— REQUIREMENT —
Retype all of the listing exactly, passing over any picture you find.

DATA FOR THIS EXERCISE start

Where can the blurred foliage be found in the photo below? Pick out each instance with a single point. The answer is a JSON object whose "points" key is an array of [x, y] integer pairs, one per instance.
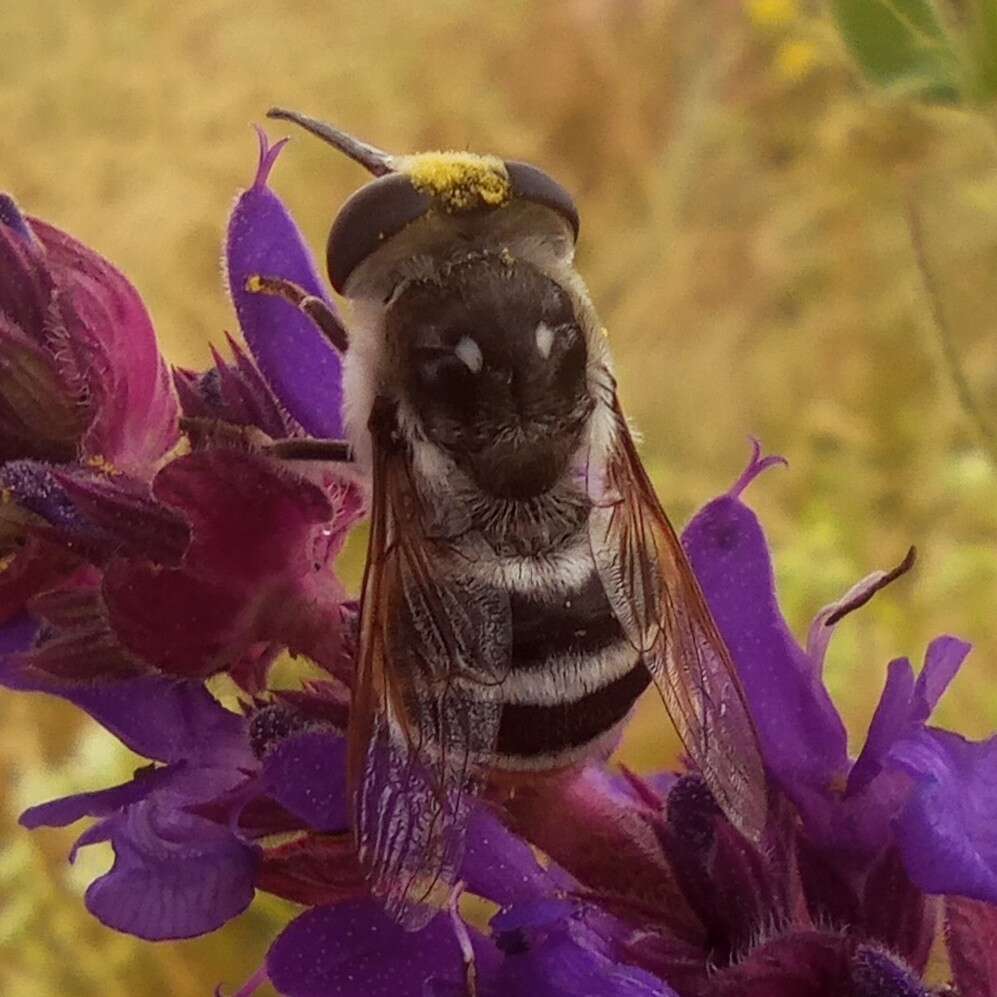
{"points": [[748, 175]]}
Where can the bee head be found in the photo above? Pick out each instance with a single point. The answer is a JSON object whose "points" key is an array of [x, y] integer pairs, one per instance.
{"points": [[421, 205], [484, 346], [492, 362]]}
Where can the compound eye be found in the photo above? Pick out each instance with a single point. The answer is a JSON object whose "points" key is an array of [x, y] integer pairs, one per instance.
{"points": [[449, 372], [569, 356]]}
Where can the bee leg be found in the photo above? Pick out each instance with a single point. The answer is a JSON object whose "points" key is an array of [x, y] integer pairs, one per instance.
{"points": [[464, 941], [338, 451], [319, 311], [203, 432]]}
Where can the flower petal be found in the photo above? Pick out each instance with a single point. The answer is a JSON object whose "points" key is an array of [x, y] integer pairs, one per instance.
{"points": [[306, 774], [876, 974], [946, 832], [797, 964], [159, 718], [234, 392], [304, 371], [355, 950], [102, 803], [970, 934], [803, 739], [499, 866], [94, 515], [109, 347], [175, 875], [550, 949]]}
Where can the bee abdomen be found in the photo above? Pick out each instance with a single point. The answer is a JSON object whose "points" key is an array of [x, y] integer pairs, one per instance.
{"points": [[573, 677]]}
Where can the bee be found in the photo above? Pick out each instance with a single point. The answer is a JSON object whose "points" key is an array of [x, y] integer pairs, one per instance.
{"points": [[523, 584]]}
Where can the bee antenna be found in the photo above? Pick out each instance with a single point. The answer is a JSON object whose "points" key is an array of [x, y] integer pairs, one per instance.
{"points": [[371, 158]]}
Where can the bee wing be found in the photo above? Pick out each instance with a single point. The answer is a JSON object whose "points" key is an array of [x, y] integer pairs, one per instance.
{"points": [[663, 612], [422, 719]]}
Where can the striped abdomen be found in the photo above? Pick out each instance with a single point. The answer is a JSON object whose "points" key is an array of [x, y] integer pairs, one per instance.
{"points": [[573, 675]]}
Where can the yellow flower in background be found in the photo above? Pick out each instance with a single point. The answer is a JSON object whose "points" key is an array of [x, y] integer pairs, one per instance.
{"points": [[773, 13], [794, 60]]}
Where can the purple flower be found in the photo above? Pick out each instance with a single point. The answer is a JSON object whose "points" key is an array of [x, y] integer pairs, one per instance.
{"points": [[81, 380], [147, 577], [301, 367], [80, 355]]}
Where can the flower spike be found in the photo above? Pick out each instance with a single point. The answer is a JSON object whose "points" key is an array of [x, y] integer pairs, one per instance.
{"points": [[756, 465], [268, 157]]}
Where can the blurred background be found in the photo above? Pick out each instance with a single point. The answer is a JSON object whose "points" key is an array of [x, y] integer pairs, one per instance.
{"points": [[777, 246]]}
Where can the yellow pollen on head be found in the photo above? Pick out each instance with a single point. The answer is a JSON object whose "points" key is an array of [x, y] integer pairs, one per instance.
{"points": [[461, 181]]}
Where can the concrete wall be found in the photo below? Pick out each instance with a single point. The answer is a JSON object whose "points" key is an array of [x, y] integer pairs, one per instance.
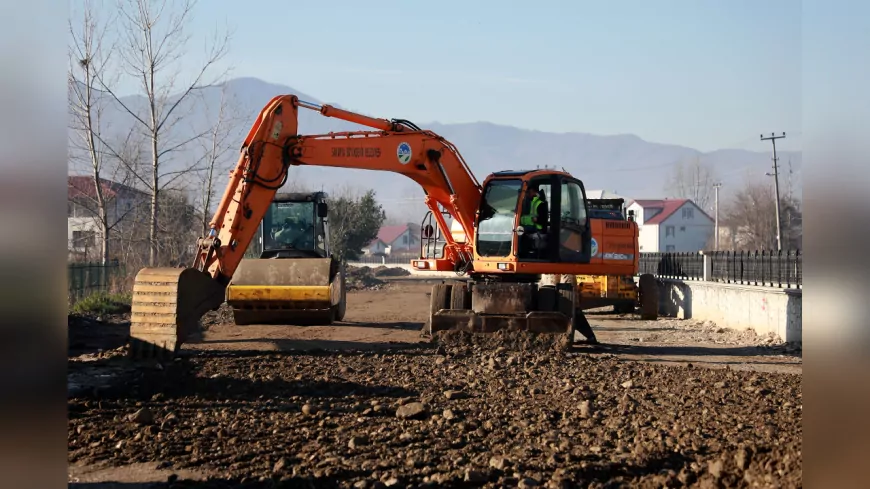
{"points": [[762, 309], [648, 238]]}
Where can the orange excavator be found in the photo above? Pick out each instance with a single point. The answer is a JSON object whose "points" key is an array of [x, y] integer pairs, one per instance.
{"points": [[505, 253]]}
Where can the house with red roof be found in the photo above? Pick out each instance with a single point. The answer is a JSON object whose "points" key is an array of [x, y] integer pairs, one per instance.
{"points": [[677, 225], [393, 240]]}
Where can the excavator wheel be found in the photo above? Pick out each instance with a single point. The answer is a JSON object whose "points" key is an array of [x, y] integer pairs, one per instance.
{"points": [[460, 297], [547, 298], [341, 307], [565, 303], [441, 298], [648, 294]]}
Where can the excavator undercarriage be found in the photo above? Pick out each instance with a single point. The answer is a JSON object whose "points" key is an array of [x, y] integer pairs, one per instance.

DATA FOR THIS EXERCISE end

— ANSWER BELOW —
Where can the blurred foliage be found in the photo below? Pick out each instance with a single point. The answer is a JSON object whose "points" key is an array of [x, y] integer pairs, one per instance.
{"points": [[748, 175]]}
Where can the bee head be found in the photo above? Pick out each instance with a single point. The answer is a JSON object whose "points" key is an array of [x, y] integer pairs, one per instance.
{"points": [[421, 205], [484, 346], [492, 362]]}
Where can the compound eye be found in the photo above? Pick out each instance with a single point. The answer is a JSON object whose "points" key is an array of [x, y] integer pairs, one per instance.
{"points": [[449, 372], [569, 356]]}
Where can the bee leg be found in the photo above? Pick out each instance with a single point. The answer is a JSON object whose "points" key is an array of [x, y] integer pairs, one per instance.
{"points": [[464, 941], [338, 451], [319, 311], [203, 432]]}
Where can the flower petal be found in the photo above? Pick out each instance with a single point. The answer is a JSON object whose "points" key is an array of [x, y] integer pairs, one per instance.
{"points": [[306, 774], [876, 974], [946, 832], [797, 964], [159, 718], [234, 392], [304, 371], [355, 950], [102, 803], [970, 934], [803, 739], [499, 866], [94, 515], [109, 347], [175, 875], [550, 949]]}
Where can the bee abdomen be found in the photo above? Pick out each instance with a single point. The answer is a JSON object whose "points" key is an array of [x, y] integer pairs, one per instance.
{"points": [[573, 677]]}
Where can the bee be found in the photo above? Pick out each instance with a single point. The answer is a JSON object whose "points" key is an array of [x, y] integer pairs, one per instance.
{"points": [[523, 584]]}
Where can the bee antenna be found in the photo above? Pick out each instance with a single point. The answer is a JSON object whose "points" key is an array of [x, y] integer pairs, one per instance.
{"points": [[371, 158]]}
Where can the bee wing be found in the photo above? Pick out each instance with a single point. The answer is a JSON object whose "points" key is an array of [x, y] integer pairs, one per instance.
{"points": [[663, 612], [422, 719]]}
Where can the striped abdomen be found in the photo above? Pick out each instance with a single point. The answer is a JSON object whose "points" key is an array of [x, y] integer pairs, one per instance.
{"points": [[573, 675]]}
Where can the yellow flower in background be found in the photo above? Pick out each instance with a single point. The answer is a JSON object whose "points" key is an array of [x, y] integer pairs, one per instance.
{"points": [[773, 13], [794, 60]]}
Where can the purple flower be found in the photo above? Pick out each instance with a single point. The answer is a JSON object whose "points" key is an array of [x, y] integer pairs, one per instance.
{"points": [[81, 380], [147, 577], [301, 367], [80, 355]]}
Where can the flower spike be found in the photo above? Pick out each instance with a single point. The answer is a JSON object whose "points" key is an array of [x, y] integer pairs, one per instance.
{"points": [[756, 465], [268, 157]]}
Where can the blurred background be found in the photo above? Pick out each instance with a single point. The answer is a JSON object whose "points" key is an array of [x, y] integer pairs, one per instance.
{"points": [[777, 246]]}
Where can the yellow pollen on head be found in the photo above? Pick out each instance with a single point. The answer is a JSON object whose "points" key is an array of [x, y] integer pairs, one per instance.
{"points": [[461, 181]]}
Where can the concrete wall be found in the photo below? Pick out each instance with a single point. The answer is a JSON object whose "points" key is an array of [x, y] integer pairs, one per instance.
{"points": [[762, 309], [648, 238]]}
Where can the orange excavator be found in the photo above? Pick out each instance with a single point. The answer is a JSON object whose "points" key is an array of [x, y] integer pairs, one per instance.
{"points": [[505, 253]]}
Where can the house with red roof be found in the photo above? Pick out each instance with a single point. The answer is a JSON object whose "points" key is an array of [x, y] integer pairs, one per instance.
{"points": [[677, 225], [393, 240]]}
Where can the excavator wheel be found in the photo above? Pick out each instance with a single point. The answer is a JSON object whose "points" key is an array of [x, y] integer pairs, one per instance.
{"points": [[460, 297], [547, 298], [341, 307], [565, 303], [441, 298], [648, 294]]}
Where can the excavator undercarriage be found in the photo above? Pick out each instance with a single point. The answer is a JSON object whose "points" key is an array of [x, y] integer pairs, one per instance.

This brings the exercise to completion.